* TASK OBJECTIVE *
Copy the rows below word for word, beginning at the line that contains "Segment the egg" and continuing through the last line of the rows.

* RECORDS FOR THE EXERCISE *
⟨
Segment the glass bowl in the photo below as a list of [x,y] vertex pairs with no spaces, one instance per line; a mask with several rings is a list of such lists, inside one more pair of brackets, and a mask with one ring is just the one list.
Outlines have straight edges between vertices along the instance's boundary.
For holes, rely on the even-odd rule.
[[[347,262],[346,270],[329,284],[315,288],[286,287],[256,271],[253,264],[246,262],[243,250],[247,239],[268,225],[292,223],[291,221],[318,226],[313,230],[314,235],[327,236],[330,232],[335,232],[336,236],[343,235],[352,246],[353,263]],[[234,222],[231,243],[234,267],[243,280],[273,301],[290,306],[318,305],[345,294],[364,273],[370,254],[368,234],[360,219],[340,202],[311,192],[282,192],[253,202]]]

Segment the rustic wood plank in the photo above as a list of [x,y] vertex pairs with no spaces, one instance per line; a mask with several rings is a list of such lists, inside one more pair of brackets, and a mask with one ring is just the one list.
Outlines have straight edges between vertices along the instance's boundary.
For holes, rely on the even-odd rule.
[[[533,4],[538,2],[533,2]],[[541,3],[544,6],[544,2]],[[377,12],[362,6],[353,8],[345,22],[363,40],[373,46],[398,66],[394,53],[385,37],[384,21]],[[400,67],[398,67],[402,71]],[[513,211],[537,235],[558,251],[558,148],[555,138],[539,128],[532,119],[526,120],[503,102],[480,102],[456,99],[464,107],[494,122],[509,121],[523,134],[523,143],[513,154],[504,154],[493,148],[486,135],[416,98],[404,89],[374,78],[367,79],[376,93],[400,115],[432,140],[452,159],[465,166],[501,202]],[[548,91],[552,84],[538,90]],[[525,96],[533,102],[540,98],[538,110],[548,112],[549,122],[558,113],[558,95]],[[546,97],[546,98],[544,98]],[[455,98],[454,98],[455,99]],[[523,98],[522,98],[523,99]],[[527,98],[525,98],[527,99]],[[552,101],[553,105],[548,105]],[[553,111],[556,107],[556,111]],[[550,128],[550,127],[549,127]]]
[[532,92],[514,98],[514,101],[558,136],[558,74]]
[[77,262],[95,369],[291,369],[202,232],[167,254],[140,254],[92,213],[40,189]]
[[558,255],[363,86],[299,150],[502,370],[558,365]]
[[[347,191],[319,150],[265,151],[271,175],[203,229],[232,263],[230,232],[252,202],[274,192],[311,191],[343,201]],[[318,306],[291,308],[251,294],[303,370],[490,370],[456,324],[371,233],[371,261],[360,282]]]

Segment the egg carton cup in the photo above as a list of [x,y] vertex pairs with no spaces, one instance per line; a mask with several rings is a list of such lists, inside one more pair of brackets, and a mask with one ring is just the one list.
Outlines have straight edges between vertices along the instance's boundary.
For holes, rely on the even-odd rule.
⟩
* COMPLETE OUTPUT *
Segment the egg carton cup in the photo above as a list of [x,y] vertex pairs with no spaces, one instance per line; a mask with several rings is a list of such lists, inside one more pair of brackets, and a mask with one ring is just the one list.
Outlines have straight edges between vertices along the instance's boundary.
For holes, rely on the even-odd rule.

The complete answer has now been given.